Output only the lines from the one holding "Category: blurred background wall" to the end of the data below, please, copied exactly.

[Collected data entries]
§ §

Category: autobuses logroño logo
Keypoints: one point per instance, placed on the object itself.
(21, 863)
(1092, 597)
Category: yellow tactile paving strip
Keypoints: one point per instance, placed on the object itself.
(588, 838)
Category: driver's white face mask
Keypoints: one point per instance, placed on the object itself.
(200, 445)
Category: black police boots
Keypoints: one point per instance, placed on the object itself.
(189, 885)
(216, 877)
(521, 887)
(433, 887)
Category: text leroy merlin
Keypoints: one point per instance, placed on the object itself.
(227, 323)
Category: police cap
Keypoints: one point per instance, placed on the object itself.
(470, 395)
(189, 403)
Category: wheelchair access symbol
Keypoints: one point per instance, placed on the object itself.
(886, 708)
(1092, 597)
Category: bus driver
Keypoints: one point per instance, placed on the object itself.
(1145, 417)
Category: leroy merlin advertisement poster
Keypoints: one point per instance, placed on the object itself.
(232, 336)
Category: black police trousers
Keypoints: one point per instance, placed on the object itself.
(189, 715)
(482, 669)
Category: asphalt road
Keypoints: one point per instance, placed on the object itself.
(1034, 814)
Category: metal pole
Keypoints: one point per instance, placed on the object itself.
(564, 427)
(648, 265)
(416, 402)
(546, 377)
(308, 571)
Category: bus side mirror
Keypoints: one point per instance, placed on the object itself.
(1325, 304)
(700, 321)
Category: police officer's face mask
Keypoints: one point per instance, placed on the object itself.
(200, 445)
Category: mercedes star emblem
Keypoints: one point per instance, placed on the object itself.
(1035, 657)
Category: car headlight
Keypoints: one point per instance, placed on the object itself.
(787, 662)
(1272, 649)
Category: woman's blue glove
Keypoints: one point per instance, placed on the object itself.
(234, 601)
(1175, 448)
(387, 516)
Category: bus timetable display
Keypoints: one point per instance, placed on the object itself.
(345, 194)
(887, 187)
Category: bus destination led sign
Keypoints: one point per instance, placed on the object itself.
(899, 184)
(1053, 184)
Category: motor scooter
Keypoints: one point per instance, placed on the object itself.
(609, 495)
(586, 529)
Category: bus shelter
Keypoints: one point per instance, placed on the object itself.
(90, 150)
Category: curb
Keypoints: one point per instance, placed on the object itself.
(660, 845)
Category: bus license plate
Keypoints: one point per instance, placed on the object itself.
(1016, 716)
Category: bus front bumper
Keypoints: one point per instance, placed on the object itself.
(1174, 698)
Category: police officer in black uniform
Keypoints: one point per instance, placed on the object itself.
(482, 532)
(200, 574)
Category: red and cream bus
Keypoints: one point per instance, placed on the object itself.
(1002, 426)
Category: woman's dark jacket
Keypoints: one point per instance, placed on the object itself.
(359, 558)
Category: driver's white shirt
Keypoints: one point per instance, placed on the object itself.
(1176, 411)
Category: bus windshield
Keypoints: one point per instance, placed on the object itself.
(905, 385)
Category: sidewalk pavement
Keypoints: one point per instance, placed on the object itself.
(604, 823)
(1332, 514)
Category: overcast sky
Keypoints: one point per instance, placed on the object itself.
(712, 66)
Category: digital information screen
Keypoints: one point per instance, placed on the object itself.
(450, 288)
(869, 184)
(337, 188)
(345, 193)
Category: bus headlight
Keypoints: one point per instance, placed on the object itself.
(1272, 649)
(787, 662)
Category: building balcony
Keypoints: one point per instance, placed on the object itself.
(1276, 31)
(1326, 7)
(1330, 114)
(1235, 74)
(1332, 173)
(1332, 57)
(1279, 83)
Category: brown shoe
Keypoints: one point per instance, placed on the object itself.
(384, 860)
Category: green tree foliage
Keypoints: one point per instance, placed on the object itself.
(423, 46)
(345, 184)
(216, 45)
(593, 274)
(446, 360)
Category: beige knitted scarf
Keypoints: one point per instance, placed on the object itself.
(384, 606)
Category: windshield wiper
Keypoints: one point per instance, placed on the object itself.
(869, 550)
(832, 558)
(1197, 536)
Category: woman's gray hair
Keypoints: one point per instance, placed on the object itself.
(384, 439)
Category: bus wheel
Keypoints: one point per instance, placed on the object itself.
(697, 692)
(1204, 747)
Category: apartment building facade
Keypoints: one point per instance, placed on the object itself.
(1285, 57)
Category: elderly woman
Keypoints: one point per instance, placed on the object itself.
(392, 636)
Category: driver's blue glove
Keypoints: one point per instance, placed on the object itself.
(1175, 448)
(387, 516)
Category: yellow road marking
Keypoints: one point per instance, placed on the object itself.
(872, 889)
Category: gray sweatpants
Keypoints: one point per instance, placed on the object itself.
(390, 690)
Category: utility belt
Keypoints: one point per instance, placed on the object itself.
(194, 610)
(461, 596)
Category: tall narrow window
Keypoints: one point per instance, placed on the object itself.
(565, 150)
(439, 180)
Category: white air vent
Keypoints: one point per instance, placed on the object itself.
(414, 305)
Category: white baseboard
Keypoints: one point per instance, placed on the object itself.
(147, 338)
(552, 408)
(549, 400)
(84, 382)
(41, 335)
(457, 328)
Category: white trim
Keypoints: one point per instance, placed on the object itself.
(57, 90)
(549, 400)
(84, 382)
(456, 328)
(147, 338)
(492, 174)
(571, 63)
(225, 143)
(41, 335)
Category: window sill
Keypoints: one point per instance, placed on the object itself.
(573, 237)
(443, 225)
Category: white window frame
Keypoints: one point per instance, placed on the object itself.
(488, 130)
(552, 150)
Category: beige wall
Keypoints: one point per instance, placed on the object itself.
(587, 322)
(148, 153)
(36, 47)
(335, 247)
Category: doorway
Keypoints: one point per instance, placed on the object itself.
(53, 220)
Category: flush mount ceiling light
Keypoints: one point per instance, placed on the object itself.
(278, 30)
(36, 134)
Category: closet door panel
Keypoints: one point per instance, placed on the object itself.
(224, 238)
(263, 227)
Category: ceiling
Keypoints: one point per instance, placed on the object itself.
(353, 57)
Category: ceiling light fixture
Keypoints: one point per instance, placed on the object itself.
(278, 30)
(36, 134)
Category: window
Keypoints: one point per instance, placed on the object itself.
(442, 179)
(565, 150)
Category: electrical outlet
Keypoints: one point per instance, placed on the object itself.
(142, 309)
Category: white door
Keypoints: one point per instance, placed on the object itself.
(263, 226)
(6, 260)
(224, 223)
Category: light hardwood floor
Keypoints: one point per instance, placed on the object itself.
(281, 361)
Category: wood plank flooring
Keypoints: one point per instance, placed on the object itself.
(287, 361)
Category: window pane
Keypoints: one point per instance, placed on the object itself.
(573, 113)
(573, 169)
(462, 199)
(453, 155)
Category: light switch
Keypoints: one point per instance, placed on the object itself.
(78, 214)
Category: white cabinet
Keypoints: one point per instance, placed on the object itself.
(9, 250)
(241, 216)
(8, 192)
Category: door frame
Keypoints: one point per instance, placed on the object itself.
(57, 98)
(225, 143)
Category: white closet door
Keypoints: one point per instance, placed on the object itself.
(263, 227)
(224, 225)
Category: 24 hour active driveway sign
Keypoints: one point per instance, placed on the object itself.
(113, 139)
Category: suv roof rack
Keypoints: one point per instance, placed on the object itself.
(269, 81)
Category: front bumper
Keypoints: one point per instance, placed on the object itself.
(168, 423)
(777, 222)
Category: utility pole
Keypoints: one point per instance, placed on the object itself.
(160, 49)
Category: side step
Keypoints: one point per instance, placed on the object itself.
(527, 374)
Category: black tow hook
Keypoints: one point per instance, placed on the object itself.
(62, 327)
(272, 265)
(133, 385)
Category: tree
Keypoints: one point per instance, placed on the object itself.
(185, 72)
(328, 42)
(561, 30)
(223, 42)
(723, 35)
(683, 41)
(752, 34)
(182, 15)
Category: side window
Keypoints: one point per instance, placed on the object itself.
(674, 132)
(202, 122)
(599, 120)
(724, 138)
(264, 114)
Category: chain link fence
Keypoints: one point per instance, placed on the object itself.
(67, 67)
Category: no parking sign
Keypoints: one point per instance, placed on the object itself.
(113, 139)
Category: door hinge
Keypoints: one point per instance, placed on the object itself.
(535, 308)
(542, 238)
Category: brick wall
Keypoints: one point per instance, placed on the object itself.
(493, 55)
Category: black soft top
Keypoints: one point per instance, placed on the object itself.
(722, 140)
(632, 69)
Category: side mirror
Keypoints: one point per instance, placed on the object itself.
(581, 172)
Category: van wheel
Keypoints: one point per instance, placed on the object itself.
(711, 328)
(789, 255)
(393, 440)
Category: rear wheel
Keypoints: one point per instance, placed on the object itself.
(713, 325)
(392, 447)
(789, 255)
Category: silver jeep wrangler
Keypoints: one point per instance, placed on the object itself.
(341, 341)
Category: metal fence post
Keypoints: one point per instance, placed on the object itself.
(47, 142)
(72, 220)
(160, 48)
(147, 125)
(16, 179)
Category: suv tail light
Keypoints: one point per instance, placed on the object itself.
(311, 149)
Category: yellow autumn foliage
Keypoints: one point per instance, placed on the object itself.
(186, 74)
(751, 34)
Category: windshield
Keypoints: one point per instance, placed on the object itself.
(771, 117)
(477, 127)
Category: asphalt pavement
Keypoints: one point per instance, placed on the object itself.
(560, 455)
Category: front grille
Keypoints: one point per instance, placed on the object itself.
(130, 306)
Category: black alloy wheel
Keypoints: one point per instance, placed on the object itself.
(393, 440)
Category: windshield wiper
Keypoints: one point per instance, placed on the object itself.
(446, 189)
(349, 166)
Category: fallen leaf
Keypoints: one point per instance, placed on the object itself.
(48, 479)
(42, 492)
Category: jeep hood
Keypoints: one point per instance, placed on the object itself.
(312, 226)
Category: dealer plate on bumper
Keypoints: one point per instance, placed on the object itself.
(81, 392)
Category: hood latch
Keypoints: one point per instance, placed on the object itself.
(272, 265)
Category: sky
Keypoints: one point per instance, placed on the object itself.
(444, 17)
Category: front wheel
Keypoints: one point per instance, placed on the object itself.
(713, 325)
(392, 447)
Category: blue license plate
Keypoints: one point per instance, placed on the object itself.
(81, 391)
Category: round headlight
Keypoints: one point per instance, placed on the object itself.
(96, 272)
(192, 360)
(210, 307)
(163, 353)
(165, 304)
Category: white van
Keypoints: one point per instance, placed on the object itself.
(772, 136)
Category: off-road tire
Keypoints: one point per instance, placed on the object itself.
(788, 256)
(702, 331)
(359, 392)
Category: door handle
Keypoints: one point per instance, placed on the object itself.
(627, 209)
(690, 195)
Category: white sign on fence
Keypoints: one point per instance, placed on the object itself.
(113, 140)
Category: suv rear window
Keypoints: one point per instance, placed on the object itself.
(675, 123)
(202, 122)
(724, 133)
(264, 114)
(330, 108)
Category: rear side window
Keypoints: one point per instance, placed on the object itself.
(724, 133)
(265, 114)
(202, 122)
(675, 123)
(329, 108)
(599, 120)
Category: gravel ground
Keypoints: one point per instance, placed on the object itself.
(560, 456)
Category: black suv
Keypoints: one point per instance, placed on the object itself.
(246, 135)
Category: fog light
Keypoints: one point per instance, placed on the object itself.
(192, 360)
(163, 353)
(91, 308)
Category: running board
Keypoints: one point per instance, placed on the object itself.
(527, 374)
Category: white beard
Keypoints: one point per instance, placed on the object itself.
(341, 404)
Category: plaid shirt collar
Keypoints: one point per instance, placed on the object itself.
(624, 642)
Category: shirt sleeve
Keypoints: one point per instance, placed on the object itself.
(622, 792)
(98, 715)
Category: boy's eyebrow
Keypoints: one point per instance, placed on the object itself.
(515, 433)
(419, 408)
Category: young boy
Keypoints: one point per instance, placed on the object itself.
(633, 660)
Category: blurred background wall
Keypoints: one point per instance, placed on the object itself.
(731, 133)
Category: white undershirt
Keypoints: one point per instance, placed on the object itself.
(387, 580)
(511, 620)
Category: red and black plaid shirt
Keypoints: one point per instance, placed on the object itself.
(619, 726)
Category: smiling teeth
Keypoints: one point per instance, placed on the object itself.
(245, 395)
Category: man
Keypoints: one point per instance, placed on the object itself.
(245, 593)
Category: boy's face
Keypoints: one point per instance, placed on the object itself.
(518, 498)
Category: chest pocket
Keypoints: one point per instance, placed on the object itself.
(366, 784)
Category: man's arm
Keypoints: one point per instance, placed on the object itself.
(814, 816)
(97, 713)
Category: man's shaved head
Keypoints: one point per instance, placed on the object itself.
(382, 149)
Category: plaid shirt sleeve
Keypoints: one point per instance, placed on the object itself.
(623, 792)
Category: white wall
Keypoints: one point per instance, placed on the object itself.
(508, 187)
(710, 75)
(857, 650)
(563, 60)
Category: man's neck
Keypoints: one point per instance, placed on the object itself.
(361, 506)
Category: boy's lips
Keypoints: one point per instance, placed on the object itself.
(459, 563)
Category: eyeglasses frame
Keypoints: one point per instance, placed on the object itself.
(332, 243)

§ §

• Expected answer:
Category: blurred background wall
Keypoints: one point per instance, placed on the object itself.
(731, 133)
Category: white undershirt
Keypoints: one point per instance, placed on the object itself.
(387, 580)
(511, 620)
Category: red and black plaid shirt
Keypoints: one point per instance, placed on the object itself.
(619, 726)
Category: smiling teeth
Keypoints: one point per instance, placed on the object itself.
(245, 395)
Category: man
Keypoints: one point per instance, placed on the object itself.
(245, 593)
Category: boy's face
Keypoints: one point per instance, placed on the object itself.
(518, 498)
Category: chest pocket
Keypoints: one point per instance, placed on the object itself.
(366, 784)
Category: man's arm
Keypoints: one point per instance, placed on the object itself.
(814, 816)
(97, 713)
Category: man's shaved head
Keypoints: one point per instance, placed on the object itself.
(382, 149)
Category: plaid shirt sleeve
Keypoints: one point per instance, placed on the object itself.
(623, 792)
Category: white wall
Keypoints: one point per instance, placed on the object itself.
(508, 187)
(710, 75)
(857, 650)
(563, 60)
Category: man's neck
Keypoints: one point per instance, placed on the object itself.
(361, 506)
Category: boy's lips
Keypoints: one point per instance, placed on the object itself.
(459, 563)
Category: eyeglasses frame
Keypoints: one point per instance, placed on the object itself.
(332, 243)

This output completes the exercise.